DIRECTION –
Copy the line containing "Expected behaviour: for every instance of the planter", then all lines after it up to and including the final line of the material, exactly and without additions.

Coordinate labeling data –
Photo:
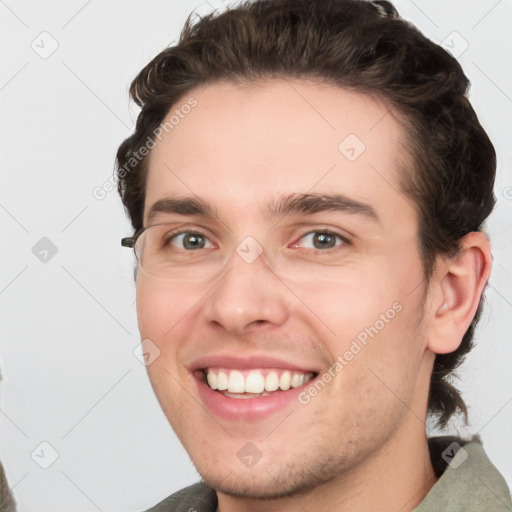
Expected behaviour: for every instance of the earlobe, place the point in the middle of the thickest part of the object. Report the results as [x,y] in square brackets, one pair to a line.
[456,292]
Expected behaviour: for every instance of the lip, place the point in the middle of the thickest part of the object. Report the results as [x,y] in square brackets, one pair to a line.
[247,363]
[251,409]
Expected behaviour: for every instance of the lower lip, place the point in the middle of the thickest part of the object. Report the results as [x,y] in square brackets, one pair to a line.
[250,409]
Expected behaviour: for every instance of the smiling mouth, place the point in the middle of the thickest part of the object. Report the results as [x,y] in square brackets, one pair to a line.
[254,383]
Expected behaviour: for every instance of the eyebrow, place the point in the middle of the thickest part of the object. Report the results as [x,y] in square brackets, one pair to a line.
[297,203]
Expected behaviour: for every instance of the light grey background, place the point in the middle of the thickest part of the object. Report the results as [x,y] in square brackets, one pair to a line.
[69,328]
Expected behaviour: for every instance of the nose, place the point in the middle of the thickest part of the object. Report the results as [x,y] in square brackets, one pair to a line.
[248,296]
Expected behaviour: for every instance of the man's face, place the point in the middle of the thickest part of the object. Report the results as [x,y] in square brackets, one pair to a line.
[338,285]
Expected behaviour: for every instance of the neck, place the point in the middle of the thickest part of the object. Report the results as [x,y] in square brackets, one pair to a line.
[397,477]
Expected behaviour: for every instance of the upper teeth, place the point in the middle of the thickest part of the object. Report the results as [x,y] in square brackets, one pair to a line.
[255,381]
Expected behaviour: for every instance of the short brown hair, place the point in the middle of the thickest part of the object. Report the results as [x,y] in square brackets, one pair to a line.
[359,45]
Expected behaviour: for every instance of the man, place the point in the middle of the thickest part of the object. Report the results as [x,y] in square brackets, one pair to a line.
[307,183]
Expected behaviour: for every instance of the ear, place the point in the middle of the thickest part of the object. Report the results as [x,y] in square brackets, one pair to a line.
[455,291]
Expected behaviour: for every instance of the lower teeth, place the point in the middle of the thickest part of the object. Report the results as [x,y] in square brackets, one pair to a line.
[245,396]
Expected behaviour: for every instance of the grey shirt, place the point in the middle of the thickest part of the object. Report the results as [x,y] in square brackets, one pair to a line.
[468,482]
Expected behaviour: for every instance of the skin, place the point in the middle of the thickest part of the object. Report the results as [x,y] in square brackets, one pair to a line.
[360,444]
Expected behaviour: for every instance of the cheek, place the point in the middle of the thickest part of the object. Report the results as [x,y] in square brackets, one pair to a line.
[160,307]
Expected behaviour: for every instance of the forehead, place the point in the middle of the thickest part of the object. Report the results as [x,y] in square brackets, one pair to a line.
[241,146]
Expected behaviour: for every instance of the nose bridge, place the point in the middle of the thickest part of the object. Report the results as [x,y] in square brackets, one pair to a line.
[249,293]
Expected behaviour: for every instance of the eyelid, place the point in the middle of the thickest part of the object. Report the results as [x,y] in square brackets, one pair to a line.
[345,239]
[197,231]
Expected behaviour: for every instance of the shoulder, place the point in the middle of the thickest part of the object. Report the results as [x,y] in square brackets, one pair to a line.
[468,481]
[195,498]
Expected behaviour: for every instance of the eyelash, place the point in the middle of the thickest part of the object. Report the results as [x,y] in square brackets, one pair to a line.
[345,241]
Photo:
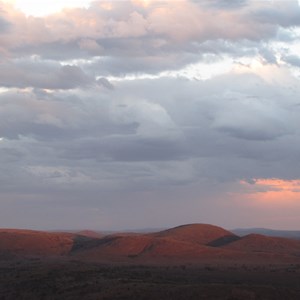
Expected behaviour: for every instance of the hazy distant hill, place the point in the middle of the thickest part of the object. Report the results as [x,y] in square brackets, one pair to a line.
[293,234]
[198,243]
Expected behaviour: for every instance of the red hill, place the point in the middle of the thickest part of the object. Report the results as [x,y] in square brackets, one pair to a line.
[260,243]
[202,234]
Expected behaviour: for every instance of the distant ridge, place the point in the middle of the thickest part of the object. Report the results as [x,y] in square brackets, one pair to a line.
[294,234]
[186,243]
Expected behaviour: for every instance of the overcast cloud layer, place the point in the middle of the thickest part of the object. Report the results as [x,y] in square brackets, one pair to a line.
[131,114]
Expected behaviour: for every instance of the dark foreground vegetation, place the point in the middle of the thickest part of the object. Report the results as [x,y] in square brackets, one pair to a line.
[36,278]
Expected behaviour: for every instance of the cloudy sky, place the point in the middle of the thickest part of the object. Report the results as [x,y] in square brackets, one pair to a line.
[136,114]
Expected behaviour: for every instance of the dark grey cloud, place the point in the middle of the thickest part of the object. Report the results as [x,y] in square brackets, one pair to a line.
[102,109]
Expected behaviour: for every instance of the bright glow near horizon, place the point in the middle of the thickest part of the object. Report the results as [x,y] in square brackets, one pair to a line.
[46,7]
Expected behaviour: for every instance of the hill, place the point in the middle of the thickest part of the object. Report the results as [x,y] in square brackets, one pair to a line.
[291,234]
[199,243]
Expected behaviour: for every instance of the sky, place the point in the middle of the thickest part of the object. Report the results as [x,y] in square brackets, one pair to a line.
[149,114]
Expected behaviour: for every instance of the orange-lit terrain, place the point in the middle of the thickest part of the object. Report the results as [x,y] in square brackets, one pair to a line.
[196,261]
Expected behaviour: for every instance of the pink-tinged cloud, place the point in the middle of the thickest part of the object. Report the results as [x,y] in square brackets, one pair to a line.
[272,191]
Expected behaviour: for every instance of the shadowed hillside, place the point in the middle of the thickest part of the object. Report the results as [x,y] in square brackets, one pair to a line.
[186,243]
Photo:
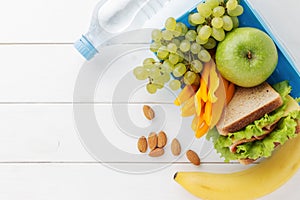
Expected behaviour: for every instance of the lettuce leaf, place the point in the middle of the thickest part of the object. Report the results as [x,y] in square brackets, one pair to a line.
[260,148]
[256,128]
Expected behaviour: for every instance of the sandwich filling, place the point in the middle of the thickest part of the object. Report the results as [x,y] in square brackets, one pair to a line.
[259,138]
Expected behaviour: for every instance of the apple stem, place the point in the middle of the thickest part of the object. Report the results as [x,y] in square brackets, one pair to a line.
[249,55]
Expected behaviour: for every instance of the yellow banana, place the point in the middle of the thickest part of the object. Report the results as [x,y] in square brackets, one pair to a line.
[251,183]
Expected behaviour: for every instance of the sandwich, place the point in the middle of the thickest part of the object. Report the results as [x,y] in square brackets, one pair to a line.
[255,121]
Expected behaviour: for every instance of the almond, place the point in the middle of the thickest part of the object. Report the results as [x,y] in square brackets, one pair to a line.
[157,152]
[152,141]
[142,144]
[175,147]
[161,139]
[193,157]
[148,112]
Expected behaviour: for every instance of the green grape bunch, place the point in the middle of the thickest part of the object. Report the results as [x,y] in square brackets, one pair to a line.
[182,50]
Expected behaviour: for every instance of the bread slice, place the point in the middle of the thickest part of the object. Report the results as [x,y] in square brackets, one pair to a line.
[248,105]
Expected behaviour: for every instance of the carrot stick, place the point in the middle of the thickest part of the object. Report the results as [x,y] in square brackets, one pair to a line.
[195,123]
[203,90]
[207,113]
[225,83]
[202,130]
[188,108]
[230,92]
[185,94]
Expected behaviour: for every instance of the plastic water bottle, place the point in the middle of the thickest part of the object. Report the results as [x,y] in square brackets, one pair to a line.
[111,17]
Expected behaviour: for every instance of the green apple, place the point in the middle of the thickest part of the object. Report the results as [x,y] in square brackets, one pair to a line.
[247,57]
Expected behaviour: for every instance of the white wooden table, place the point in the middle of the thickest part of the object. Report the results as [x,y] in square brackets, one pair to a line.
[41,155]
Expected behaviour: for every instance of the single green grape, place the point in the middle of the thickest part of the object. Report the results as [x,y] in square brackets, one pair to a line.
[196,18]
[173,58]
[167,66]
[162,52]
[235,22]
[231,4]
[159,82]
[227,23]
[184,28]
[190,21]
[210,44]
[204,55]
[195,48]
[165,77]
[178,30]
[189,77]
[205,32]
[236,12]
[185,46]
[218,34]
[175,84]
[148,61]
[179,70]
[170,24]
[204,10]
[176,42]
[196,66]
[200,41]
[191,35]
[212,3]
[217,22]
[218,11]
[181,55]
[140,73]
[154,72]
[155,46]
[151,88]
[199,27]
[167,35]
[156,35]
[172,47]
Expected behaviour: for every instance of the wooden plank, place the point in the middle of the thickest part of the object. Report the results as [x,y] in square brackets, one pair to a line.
[49,133]
[55,21]
[94,181]
[46,73]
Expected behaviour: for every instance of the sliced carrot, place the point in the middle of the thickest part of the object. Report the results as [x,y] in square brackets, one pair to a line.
[225,83]
[207,113]
[195,123]
[188,108]
[218,106]
[203,90]
[214,83]
[230,92]
[185,94]
[206,70]
[202,130]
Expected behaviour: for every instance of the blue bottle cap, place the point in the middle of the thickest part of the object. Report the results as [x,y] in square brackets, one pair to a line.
[85,48]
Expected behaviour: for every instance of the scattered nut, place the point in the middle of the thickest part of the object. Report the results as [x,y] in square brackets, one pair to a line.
[142,144]
[148,112]
[152,141]
[161,139]
[193,157]
[175,147]
[157,152]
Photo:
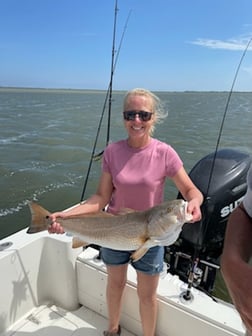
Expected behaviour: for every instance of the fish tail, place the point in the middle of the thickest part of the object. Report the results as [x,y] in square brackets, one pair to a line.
[39,221]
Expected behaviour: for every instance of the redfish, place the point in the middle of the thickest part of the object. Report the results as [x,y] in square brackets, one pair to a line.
[135,231]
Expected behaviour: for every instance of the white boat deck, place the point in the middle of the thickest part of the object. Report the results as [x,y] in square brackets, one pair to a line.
[48,288]
[55,321]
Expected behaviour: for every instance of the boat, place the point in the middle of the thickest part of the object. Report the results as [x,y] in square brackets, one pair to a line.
[49,288]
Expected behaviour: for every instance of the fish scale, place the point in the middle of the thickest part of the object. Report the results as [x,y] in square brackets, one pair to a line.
[132,231]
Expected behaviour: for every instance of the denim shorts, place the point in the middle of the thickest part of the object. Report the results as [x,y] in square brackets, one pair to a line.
[151,263]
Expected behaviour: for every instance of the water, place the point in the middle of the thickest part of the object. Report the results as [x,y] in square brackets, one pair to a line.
[47,137]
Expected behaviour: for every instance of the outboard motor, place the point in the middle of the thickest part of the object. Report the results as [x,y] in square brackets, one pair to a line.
[221,177]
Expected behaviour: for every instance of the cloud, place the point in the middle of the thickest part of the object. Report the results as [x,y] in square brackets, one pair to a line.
[231,44]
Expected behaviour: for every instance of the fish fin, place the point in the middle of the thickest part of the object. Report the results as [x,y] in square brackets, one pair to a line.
[125,211]
[101,214]
[39,221]
[77,242]
[168,239]
[139,253]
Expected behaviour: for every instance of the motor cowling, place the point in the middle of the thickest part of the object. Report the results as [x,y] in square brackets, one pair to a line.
[221,177]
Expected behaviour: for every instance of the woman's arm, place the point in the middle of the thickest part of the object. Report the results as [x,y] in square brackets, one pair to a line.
[190,193]
[235,268]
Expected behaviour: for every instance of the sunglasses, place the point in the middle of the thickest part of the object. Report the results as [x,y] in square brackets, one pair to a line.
[142,115]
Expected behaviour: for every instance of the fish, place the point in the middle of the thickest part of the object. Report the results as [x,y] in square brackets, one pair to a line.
[135,231]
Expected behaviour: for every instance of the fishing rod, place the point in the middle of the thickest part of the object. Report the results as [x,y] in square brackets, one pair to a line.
[98,156]
[187,294]
[108,96]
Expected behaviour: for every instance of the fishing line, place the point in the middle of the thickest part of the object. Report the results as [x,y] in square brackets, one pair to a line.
[225,114]
[187,294]
[108,95]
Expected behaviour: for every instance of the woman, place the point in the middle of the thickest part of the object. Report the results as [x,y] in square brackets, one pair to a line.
[133,176]
[236,257]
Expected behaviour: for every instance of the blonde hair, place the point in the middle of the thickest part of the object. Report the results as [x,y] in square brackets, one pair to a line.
[157,106]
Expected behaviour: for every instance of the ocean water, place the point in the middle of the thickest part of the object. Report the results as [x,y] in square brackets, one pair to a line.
[47,138]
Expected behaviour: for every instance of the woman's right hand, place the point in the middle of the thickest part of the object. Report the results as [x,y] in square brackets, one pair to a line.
[56,227]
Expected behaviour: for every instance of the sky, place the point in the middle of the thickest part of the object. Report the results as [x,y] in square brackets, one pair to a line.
[161,45]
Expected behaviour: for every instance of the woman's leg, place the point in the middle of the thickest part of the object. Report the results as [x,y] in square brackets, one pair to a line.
[117,276]
[147,288]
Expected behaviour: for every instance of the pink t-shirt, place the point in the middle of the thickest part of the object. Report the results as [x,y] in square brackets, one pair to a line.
[139,175]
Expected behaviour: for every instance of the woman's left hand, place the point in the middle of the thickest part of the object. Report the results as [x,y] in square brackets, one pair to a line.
[193,208]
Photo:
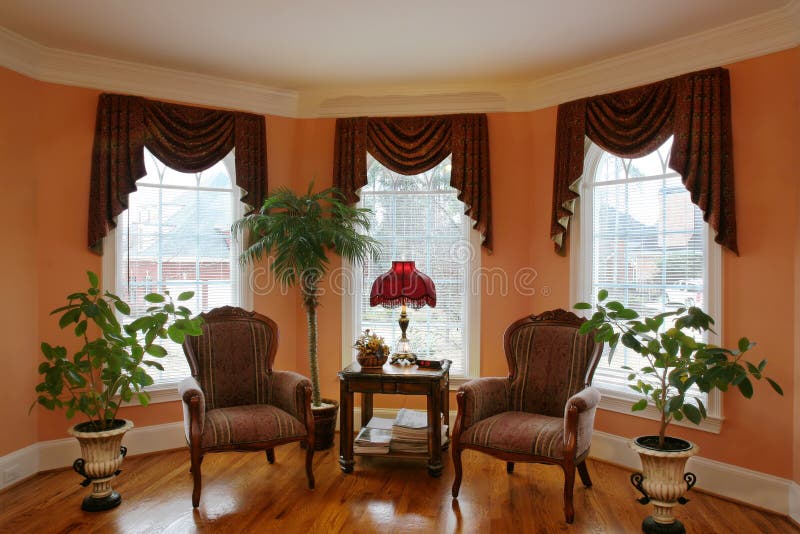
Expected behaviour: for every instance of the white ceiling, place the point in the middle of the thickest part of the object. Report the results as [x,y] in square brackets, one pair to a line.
[321,46]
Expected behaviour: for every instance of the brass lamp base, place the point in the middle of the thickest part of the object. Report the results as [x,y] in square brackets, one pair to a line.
[403,353]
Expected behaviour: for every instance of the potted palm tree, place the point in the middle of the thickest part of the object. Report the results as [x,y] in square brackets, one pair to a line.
[300,230]
[676,366]
[109,367]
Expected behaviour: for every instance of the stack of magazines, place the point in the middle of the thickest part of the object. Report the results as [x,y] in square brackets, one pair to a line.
[375,437]
[410,432]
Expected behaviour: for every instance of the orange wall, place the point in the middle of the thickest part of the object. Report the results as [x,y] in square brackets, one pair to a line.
[757,434]
[758,302]
[18,317]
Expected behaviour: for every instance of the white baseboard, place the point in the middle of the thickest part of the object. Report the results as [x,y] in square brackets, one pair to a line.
[726,480]
[794,502]
[732,482]
[58,453]
[19,465]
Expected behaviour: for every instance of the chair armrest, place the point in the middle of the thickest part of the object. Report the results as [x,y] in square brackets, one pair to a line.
[579,419]
[287,391]
[194,406]
[482,398]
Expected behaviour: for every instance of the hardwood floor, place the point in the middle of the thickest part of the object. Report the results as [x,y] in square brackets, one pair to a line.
[243,493]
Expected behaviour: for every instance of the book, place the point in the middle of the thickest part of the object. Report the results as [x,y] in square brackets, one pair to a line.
[373,437]
[381,422]
[411,419]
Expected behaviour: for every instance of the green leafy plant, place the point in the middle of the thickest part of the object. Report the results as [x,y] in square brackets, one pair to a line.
[300,230]
[674,359]
[110,366]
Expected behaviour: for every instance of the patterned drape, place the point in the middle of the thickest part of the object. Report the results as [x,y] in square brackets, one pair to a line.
[186,138]
[411,145]
[695,108]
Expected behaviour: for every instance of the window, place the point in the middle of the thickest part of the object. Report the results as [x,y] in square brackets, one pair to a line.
[420,218]
[175,236]
[640,237]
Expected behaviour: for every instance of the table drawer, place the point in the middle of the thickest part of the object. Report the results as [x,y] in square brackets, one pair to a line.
[364,386]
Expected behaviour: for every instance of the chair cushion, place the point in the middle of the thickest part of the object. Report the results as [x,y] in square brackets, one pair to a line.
[250,423]
[518,432]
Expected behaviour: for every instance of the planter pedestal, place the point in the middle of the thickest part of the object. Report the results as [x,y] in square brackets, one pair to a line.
[325,424]
[102,456]
[662,483]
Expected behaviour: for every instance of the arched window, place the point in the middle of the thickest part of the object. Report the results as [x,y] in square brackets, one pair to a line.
[175,236]
[640,237]
[420,218]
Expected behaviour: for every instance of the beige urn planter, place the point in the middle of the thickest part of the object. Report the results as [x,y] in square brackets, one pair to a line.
[101,457]
[663,481]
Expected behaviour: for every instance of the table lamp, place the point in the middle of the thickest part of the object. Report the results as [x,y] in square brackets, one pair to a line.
[403,285]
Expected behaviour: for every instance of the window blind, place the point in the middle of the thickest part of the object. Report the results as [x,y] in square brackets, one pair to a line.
[175,236]
[419,218]
[648,246]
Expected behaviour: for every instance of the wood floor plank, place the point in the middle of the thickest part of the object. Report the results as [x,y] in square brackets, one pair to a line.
[243,493]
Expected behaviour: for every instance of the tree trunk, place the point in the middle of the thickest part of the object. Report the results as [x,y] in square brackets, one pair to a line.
[311,316]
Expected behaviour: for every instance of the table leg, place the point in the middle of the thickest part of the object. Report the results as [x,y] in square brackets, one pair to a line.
[434,397]
[446,406]
[366,408]
[346,428]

CORRECT OUTPUT –
Expected behaviour: for every instance of the planter pedestal, place the point in the middle of the thickest part of the object. Report the results as [x,y] in square brackets, one pair to a line.
[325,424]
[102,456]
[662,483]
Expected behaviour: for every instance of the arched window, place the point in the middle of the thickest part of the object. Report the results as [x,y] in square brackets, one pair to a line.
[175,236]
[640,237]
[420,218]
Expected behaviour: for every instance of the beige urn planter, place the point in the middle of the thickest part of the object. Report the results as [x,y] in square brackets, one pair to a line.
[101,457]
[663,481]
Expected behaviour: for every instance of the table lamp, place the point in the middle of the thickest part of the object. Report the results as [x,y] in square brackets, one pair to a line.
[403,285]
Expected behaviour: for every instance of the window blind, place the point in the middle of the thickest part of the object. Report the results as [x,y] in square brackets, one pair to a line.
[175,236]
[419,218]
[648,246]
Expected behaviour: for every instance of the wood floor plank, place the point in the middle of the thickest part of the object. Report the results as [x,y] in square brackets, one pair to a line.
[243,493]
Expected behaviour: for every instance of the tree trunk, place the point in the middle of the thickest part of the object. Report the results as [x,y] in square brackets, one pair to a line.
[311,316]
Expected behaviour: for every instance of the table leg, place the point in the middle of the thickest part of the object. Report the results as [x,y] in square brackets, one pair to a line.
[434,397]
[446,406]
[366,408]
[346,428]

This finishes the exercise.